— BEGIN Record extracts —

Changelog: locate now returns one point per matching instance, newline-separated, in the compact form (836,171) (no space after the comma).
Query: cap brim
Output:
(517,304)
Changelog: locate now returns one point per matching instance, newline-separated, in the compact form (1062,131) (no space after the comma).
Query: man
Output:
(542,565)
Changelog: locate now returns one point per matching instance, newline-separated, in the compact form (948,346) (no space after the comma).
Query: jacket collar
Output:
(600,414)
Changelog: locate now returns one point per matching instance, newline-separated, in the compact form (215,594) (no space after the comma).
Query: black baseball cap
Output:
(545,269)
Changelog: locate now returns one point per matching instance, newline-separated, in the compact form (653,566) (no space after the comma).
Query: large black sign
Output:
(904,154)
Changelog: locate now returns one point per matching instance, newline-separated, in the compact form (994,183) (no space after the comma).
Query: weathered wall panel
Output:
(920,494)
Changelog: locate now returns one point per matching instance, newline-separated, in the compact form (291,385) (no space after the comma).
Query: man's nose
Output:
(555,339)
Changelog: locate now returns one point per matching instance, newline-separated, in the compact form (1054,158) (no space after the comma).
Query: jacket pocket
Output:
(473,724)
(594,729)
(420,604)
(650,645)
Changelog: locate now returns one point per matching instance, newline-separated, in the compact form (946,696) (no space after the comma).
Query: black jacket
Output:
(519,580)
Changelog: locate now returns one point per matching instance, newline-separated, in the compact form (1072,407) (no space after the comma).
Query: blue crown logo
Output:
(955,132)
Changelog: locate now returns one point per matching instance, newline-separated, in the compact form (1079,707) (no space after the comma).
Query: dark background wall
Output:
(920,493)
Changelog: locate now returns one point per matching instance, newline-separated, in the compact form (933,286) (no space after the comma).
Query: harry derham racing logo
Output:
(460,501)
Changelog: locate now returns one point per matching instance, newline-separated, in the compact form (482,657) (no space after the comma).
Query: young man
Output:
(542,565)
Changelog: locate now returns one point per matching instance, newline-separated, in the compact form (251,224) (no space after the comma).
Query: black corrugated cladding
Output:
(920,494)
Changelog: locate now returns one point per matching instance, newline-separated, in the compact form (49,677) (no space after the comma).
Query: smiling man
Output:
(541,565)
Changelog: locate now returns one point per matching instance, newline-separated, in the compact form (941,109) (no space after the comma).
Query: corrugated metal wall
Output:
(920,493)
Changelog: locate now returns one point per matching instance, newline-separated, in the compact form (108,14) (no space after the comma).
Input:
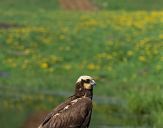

— END Record extracts —

Do this:
Rewrite the listing above as a Markdown table with two columns, Row and Line, giving each non-blank line its own numbered row. Leave the picture out of the table.

The reply:
| Row | Line |
|---|---|
| 1 | Changelog: locate now returns one point per matching instance, newline-separated, in the compact form (836,171) (no space after the comma). |
| 2 | Query: cap brim |
| 3 | Output: |
| 4 | (517,304) |
| 5 | Changelog: locate now returns one point per matching instance, newline-separated, in the compact form (1062,131) (no space after the comma). |
| 6 | Query: man |
| 7 | Output: |
| 8 | (542,565) |
| 9 | Changelog: locate now returns one point per matching instance, newline-separated, in the compact form (948,346) (no space after the comma). |
| 10 | Query: jacket collar |
| 11 | Output: |
| 12 | (600,414) |
| 13 | Changelog: locate now returns one point per matching instance, newline-separated, in the compact form (215,594) (no space after the comma). |
| 14 | Query: black baseball cap |
| 15 | Output: |
| 16 | (545,269) |
| 17 | Changelog: locate now returns one point per matching instance, newline-separated, in the compact form (653,566) (no space after the comma). |
| 18 | Query: large black sign |
| 19 | Output: |
| 20 | (904,154) |
| 21 | Changelog: locate now returns one point per matching instance, newline-separated, in the compact form (994,183) (no space after the comma). |
| 22 | Query: weathered wall panel |
| 23 | Output: |
| 24 | (920,494) |
| 25 | Changelog: locate now returns one point per matching instance, newline-separated, in the compact form (291,385) (no space after the comma). |
| 26 | Query: man's nose |
| 27 | Output: |
| 28 | (555,339) |
| 29 | Changelog: locate now returns one point per matching instance, newline-separated, in the compact form (1054,158) (no space after the comma). |
| 30 | Query: jacket pocket |
| 31 | Output: |
| 32 | (473,724) |
| 33 | (594,729) |
| 34 | (420,604) |
| 35 | (650,645) |
| 36 | Changelog: locate now returns one point per matching instance, newline-separated, in the compact form (946,696) (no space after the comma). |
| 37 | Query: black jacket |
| 38 | Output: |
| 39 | (519,580) |
| 40 | Changelog: locate now returns one point per matching instance, newline-separated, in the compact form (1072,407) (no space after the comma). |
| 41 | Query: blue crown logo |
| 42 | Output: |
| 43 | (955,132) |
| 44 | Changelog: locate now returns one point per matching instance, newline-separated, in the compact form (1079,707) (no space after the comma). |
| 45 | Query: dark background wall |
| 46 | Output: |
| 47 | (920,493) |
| 48 | Changelog: locate now returns one point per matching instance, newline-separated, in the compact form (933,286) (no space after the comma). |
| 49 | Query: harry derham racing logo |
| 50 | Output: |
| 51 | (460,501) |
| 52 | Changelog: locate now returns one point per matching instance, newline-separated, in the compact form (482,657) (no space after the comma). |
| 53 | Query: young man |
| 54 | Output: |
| 55 | (542,565) |
| 56 | Changelog: locate now returns one point per matching instance, newline-separated, in the compact form (251,224) (no space after the comma). |
| 57 | Query: black corrugated cladding |
| 58 | Output: |
| 59 | (920,494) |
| 60 | Changelog: locate now returns one point per matching instance, newline-separated, in the compact form (49,677) (no space after the comma). |
| 61 | Query: smiling man |
| 62 | Output: |
| 63 | (541,565) |
| 64 | Changelog: locate now returns one point per matching instance, newline-separated, in the compact form (941,109) (no space after the comma). |
| 65 | Query: corrugated metal wall |
| 66 | Output: |
| 67 | (920,493) |
| 68 | Changelog: locate now returns one point per matching instance, newline-separated, in the compact form (108,14) (no space after the comma). |
| 69 | Input: |